EXERCISE DIRECTIONS – Nothing in the records should differ when they are repeated. Restate them word for word.

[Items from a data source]
-=-=-

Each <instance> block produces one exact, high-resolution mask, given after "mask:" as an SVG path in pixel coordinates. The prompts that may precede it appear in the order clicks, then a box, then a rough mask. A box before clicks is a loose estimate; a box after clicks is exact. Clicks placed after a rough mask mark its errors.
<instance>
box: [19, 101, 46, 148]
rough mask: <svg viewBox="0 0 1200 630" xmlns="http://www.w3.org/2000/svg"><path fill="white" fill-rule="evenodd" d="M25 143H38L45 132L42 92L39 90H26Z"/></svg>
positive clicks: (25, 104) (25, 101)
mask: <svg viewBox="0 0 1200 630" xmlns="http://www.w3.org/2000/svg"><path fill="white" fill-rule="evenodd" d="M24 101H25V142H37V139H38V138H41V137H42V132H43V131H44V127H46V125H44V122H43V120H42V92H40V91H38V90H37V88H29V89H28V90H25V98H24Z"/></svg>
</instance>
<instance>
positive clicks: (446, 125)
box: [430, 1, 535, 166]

-=-=-

OUTPUT BELOW –
Each <instance> block produces one exact, high-resolution mask, given after "mask:" as an SVG path in pixel coordinates. The prompts that may precede it appear in the order clicks, then a box, then a rough mask. A box before clicks is a loose estimate; a box after clicks is exact. Clicks placed after a rough mask mark its errors.
<instance>
box: [19, 101, 46, 148]
rough mask: <svg viewBox="0 0 1200 630" xmlns="http://www.w3.org/2000/svg"><path fill="white" fill-rule="evenodd" d="M25 143H38L45 132L42 92L39 90H26Z"/></svg>
positive clicks: (25, 104) (25, 101)
mask: <svg viewBox="0 0 1200 630" xmlns="http://www.w3.org/2000/svg"><path fill="white" fill-rule="evenodd" d="M24 101H25V142H37V139H38V138H41V137H42V132H43V131H44V127H46V125H44V122H43V120H42V92H40V91H38V90H37V88H29V89H28V90H25V98H24Z"/></svg>
</instance>
<instance>
positive clicks: (446, 125)
box: [430, 1, 535, 166]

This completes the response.